> [Set problem] Repeat the data below exactly, dropping any pictures it holds.

──────

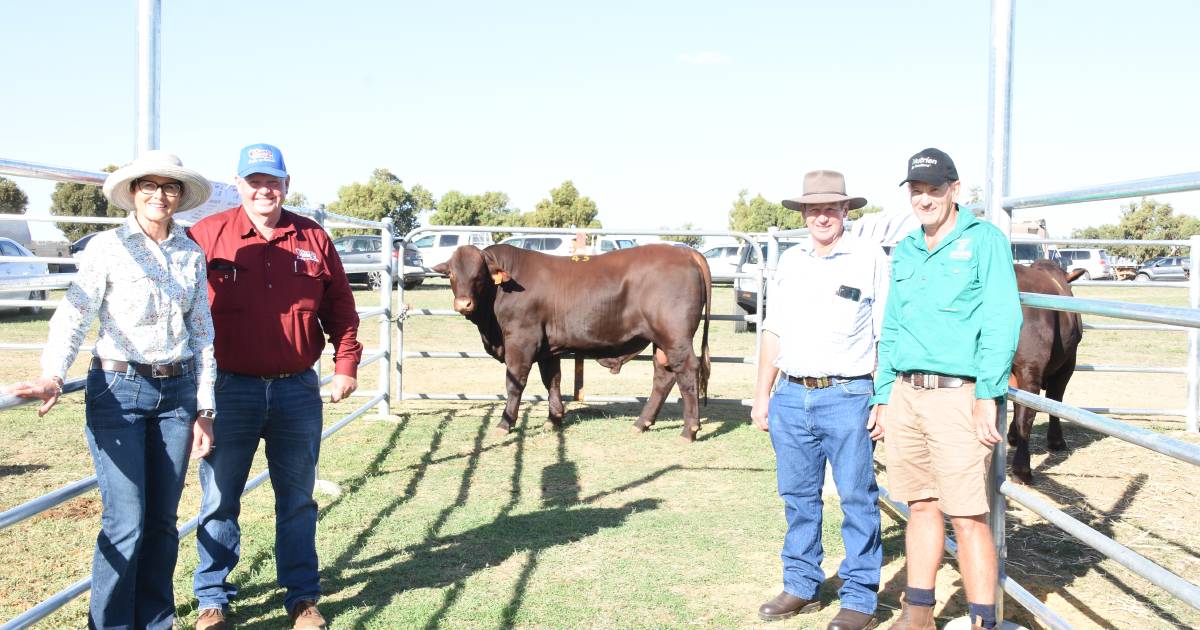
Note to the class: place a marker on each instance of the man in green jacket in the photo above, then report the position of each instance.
(951, 328)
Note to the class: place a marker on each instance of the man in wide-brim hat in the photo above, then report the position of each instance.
(826, 307)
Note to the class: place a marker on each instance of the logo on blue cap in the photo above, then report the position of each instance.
(262, 159)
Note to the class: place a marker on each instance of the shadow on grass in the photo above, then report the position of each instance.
(21, 468)
(447, 562)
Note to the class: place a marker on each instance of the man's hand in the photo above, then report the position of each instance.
(984, 414)
(45, 389)
(875, 420)
(202, 438)
(759, 412)
(341, 387)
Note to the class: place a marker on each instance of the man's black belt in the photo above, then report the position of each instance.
(822, 382)
(927, 381)
(145, 370)
(268, 377)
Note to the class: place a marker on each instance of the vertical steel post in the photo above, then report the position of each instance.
(395, 271)
(1193, 336)
(397, 359)
(1000, 102)
(766, 271)
(149, 73)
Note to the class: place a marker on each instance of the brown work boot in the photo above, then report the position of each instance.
(915, 618)
(211, 619)
(305, 616)
(786, 605)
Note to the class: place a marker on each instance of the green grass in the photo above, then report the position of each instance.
(443, 523)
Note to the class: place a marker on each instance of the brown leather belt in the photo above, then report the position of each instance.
(822, 382)
(924, 381)
(145, 370)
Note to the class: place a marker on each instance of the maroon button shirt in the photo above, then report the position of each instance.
(271, 299)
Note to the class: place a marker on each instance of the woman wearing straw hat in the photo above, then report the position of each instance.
(150, 382)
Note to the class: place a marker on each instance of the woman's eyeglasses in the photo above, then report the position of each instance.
(150, 187)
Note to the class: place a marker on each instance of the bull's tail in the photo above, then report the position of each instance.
(706, 358)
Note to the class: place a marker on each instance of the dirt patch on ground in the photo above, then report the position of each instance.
(75, 509)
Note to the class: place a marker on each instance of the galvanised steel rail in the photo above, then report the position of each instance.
(1131, 559)
(1000, 204)
(1140, 312)
(1116, 190)
(61, 598)
(1141, 437)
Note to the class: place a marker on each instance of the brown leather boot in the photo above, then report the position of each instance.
(915, 618)
(786, 605)
(211, 619)
(305, 616)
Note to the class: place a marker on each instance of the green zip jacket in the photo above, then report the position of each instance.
(953, 311)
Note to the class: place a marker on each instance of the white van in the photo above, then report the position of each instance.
(564, 244)
(1095, 263)
(437, 246)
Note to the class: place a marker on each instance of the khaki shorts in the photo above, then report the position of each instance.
(933, 449)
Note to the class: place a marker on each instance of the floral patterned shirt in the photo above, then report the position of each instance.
(153, 304)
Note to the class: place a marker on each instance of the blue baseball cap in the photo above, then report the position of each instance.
(262, 159)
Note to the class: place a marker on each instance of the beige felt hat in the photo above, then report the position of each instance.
(197, 190)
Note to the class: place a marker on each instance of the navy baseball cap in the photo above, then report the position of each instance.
(933, 167)
(262, 159)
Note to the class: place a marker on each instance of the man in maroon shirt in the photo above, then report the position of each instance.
(276, 287)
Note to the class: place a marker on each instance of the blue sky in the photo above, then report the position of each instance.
(659, 111)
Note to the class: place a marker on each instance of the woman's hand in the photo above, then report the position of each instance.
(202, 438)
(45, 389)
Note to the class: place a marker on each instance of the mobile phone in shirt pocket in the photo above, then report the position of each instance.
(313, 269)
(222, 271)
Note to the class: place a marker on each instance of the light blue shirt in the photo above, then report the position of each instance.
(821, 333)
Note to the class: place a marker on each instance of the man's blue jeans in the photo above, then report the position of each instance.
(808, 427)
(287, 414)
(139, 432)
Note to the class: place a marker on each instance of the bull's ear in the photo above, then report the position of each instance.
(498, 275)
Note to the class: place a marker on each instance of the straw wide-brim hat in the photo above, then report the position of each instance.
(197, 190)
(823, 187)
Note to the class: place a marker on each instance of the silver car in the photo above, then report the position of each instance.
(367, 249)
(16, 273)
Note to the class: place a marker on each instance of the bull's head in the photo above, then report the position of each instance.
(473, 275)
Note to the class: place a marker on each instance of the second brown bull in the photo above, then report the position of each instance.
(532, 307)
(1044, 360)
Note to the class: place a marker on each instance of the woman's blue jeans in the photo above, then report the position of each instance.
(286, 413)
(139, 432)
(809, 427)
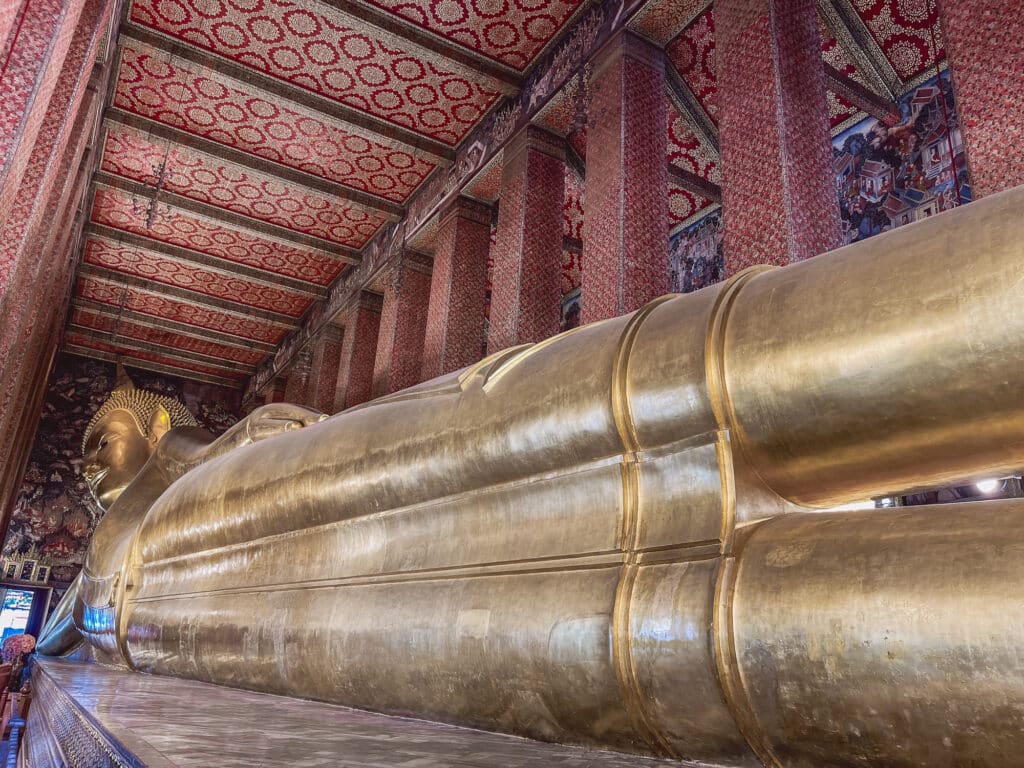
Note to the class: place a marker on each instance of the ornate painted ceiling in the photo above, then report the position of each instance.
(255, 151)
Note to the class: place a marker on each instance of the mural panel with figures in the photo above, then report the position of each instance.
(890, 175)
(54, 514)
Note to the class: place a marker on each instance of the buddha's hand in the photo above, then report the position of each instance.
(275, 418)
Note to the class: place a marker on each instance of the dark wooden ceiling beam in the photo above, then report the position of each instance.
(271, 88)
(183, 294)
(859, 95)
(287, 174)
(132, 361)
(122, 339)
(230, 218)
(567, 53)
(498, 77)
(694, 183)
(861, 47)
(232, 268)
(163, 324)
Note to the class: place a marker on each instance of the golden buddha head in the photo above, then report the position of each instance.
(123, 434)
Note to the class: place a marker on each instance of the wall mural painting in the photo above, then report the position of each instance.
(54, 515)
(890, 175)
(695, 256)
(569, 310)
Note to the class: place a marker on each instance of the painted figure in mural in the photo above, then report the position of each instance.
(605, 538)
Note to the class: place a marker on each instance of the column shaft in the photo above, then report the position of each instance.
(778, 194)
(403, 320)
(324, 372)
(297, 386)
(626, 209)
(458, 290)
(358, 351)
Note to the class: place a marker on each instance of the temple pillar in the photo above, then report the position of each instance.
(985, 46)
(324, 370)
(297, 384)
(527, 272)
(626, 208)
(458, 289)
(275, 390)
(778, 193)
(358, 351)
(403, 316)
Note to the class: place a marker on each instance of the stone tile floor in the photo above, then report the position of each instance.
(183, 724)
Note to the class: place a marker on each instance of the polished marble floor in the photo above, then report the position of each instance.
(170, 723)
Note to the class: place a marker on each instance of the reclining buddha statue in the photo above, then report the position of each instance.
(614, 538)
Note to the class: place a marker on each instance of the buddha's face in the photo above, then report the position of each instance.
(116, 452)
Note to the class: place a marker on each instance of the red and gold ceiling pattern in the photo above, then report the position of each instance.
(683, 205)
(571, 270)
(116, 209)
(207, 104)
(226, 185)
(686, 151)
(316, 48)
(692, 53)
(160, 305)
(109, 325)
(170, 271)
(391, 174)
(512, 32)
(90, 342)
(907, 32)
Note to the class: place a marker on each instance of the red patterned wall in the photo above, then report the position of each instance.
(171, 271)
(115, 208)
(316, 48)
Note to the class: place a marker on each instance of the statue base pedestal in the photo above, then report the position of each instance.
(86, 715)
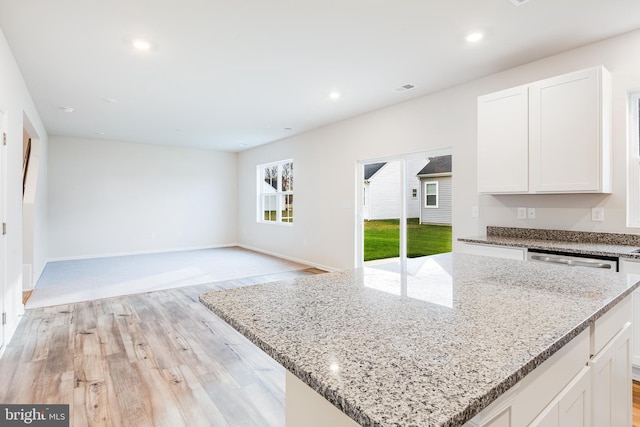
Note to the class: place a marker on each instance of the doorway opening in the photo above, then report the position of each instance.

──────

> [Written solution]
Note to the class: place a marker on each instance of the man in green jacket in the photo above, then report the position of each instance.
(951, 328)
Note to the class: place a marker on each instance of the man in wide-brim hat in the photo above, then report the position of each instance.
(826, 307)
Note to the class: place a marker on each instance of the logo on blue cap in the photo above, then report the position of each instance.
(262, 159)
Note to the class: place a marker on each instance of the shadow on grass in the photo above, then report the position of each instance.
(21, 468)
(447, 562)
Note to the class: place a marker on each instance of the man's hand in the photo above, then report the position of each instance.
(984, 414)
(45, 389)
(875, 420)
(202, 438)
(759, 412)
(341, 387)
Note to the class: place a marker on each instance of the man's black belt in the photo above, then report the position of each instance.
(822, 382)
(927, 381)
(145, 370)
(268, 377)
Note to the class: place a marker on each instance of the vertical steel post in the photo above, then report the position of each instance.
(395, 271)
(1193, 336)
(397, 359)
(1000, 102)
(766, 271)
(149, 73)
Note to the class: place a marker on each instance of the brown work boot in the photo above, then report the position of each instance.
(915, 618)
(211, 619)
(305, 616)
(786, 605)
Note to the class: place a marker on each instance of the green grass in the photo above, then report the position of each instance.
(443, 523)
Note to the class: place a marker on each instance of the brown leather belt in the photo above, then report the position of each instance.
(822, 382)
(924, 381)
(145, 370)
Note to the class: place a marker on each instance of the maroon button shirt in the photo above, then report the position of each instance.
(271, 299)
Note to the class: place a marker on each instance of the woman wearing straw hat in the photo above, then report the position of each instance.
(150, 382)
Note to the class: place a marker on each instance of the woman's eyeglasses in the photo above, then report the position of each instance.
(150, 187)
Note to the class: place a marker on each instance of the bull's tail in the photo above, then report the position of each instance.
(706, 358)
Note to the class: place a marker on each instance of the dirt patch on ground in the photo above, then report the position of each instance.
(75, 509)
Note to the class: place a marker on each instance of the galvanised steel rail in the photo above, then report the position of each instance.
(1131, 559)
(1000, 204)
(1140, 312)
(1116, 190)
(61, 598)
(1141, 437)
Note to the class: place a marker on each instance of the brown leather boot in the photo above, then report the position of each instance.
(915, 618)
(786, 605)
(211, 619)
(305, 616)
Note to the class: place a marker on each instance of the green zip jacket in the photo above, then report the position of each instance.
(953, 311)
Note to the class: place a marker on each instance of the white van in the photo above, then report the position of each instance.
(564, 244)
(1095, 263)
(437, 246)
Note to the class: place a marker on each instance of the khaki shorts in the photo above, then report the position of each instance.
(933, 449)
Note to the class: place a marker on each instance of the floral patterned shirt in the photo above, then report the position of each instance.
(153, 304)
Note to the class: place a marker on each instance of the blue baseball cap in the photo above, then report the position of each instance.
(262, 159)
Note to the class: place a marker on each instance of the beige felt hat in the photo above, then report the position of each instance.
(197, 190)
Note to the class: place a marker on each instance of the navy baseball cap in the photo above, then report the position of each instance.
(933, 167)
(262, 159)
Note to the class: place a marker on each instance of the man in maroon shirt in the photo above, then report the position of each instance.
(276, 287)
Note to the class: place a marker on each instance of the blue sky in the photo above, then report the position of each instance.
(659, 111)
Note to the class: place a marker on each instance of the woman's hand in the photo above, then report the position of each instance.
(202, 438)
(45, 389)
Note to the class: place a marker on each instance of the mobile phone in shirt pocket in the photo above, then report the position of each instance.
(313, 269)
(222, 271)
Note to the class: place a marker on each instance of the light blue shirt in the photo above, then report the position of each instance.
(821, 333)
Note to the class: place a marker on each instance of the man's blue jeans in the photo above, then report the position of each instance.
(808, 427)
(287, 414)
(139, 432)
Note to the class: place a marker on each instance of the bull's ear in the photo above, then report the position of each instance.
(498, 275)
Note to the class: place a marker on each instance of the straw wide-brim hat in the photo above, then report the position of each instance.
(197, 190)
(823, 187)
Note to the class: place a marker on each instance of the silver car in the photo above, then report the position of each instance.
(367, 249)
(16, 273)
Note to the class: place a marker on each instance of the bull's head in the photo above, then report the position of each instance.
(473, 275)
Note to the class: place a marker on each instance of the second brown bull in the photo above, then report the position of each instance.
(532, 307)
(1044, 360)
Note to the class: place a marker on each instance of the woman's blue jeans in the photo above, then report the position of each instance.
(286, 413)
(139, 432)
(809, 427)
Note to the class: place a marker on each instance of the ornate painted ceiling in the photo above, then report the position of each instance.
(255, 151)
Note to the class: place a marker on each instance of the mural panel with figures in the photo above, then report the position of each instance.
(890, 175)
(54, 514)
Note to the class: place a marker on each instance of the buddha's hand in the photo above, then report the position of each instance.
(275, 418)
Note to the class: place a marker on each instance of the dark wooden ceiling beam in the photo above, then report the position of each instance.
(271, 88)
(183, 294)
(859, 95)
(287, 174)
(132, 361)
(122, 339)
(230, 218)
(567, 53)
(498, 77)
(694, 183)
(861, 47)
(232, 268)
(163, 324)
Note to the class: place a marker on each instance of the golden buddha head in the photo above, then report the position of each instance.
(123, 434)
Note to the class: place a marker on each instance of the wall mural painting in the photo above, then report the position of each instance.
(54, 515)
(890, 175)
(695, 256)
(569, 310)
Note to the class: place a marker on each instance of the painted figure in mural in the photo above, then report the position of each instance.
(605, 538)
Note to the class: place a marker on each instance of the column shaft in the photo above, then report the position of each instance.
(778, 194)
(403, 320)
(324, 372)
(297, 386)
(626, 209)
(458, 290)
(358, 351)
Note to the class: place a marker on each instance of the temple pillar in the photo above, then report the position of each instance.
(985, 46)
(324, 370)
(297, 384)
(527, 272)
(626, 208)
(458, 289)
(275, 390)
(778, 193)
(358, 351)
(403, 316)
Note to the class: place a marker on each instance of the stone tile floor in the photo above, then report the position of each instance.
(183, 724)
Note to the class: place a marker on each instance of the polished marble floor in the photo above, then report the position of each instance.
(170, 723)
Note to the class: place a marker on each instance of the reclining buddha statue in the photo above, then report the position of each instance.
(614, 538)
Note to the class: place a marker on each instance of the buddha's face in the photo above, then report the position of each instance.
(116, 452)
Note to the class: place a marker on each instance of the red and gold ceiling pattern in the photo above, then report the position of each instance.
(683, 205)
(571, 270)
(116, 209)
(207, 104)
(226, 185)
(686, 151)
(316, 48)
(692, 53)
(160, 305)
(109, 325)
(170, 271)
(391, 174)
(512, 32)
(90, 342)
(907, 32)
Note to the class: place a marker on each instance of the red patterned wall in the photo above, then report the position of each instance.
(171, 271)
(115, 208)
(316, 48)
Note to the class: place a marker on each instance of the statue base pedestal in the photo above, then report the position of each instance.
(86, 715)
Note to the class: place a marker on each instance of the doorway opening in the photo above, then report the position of each instance.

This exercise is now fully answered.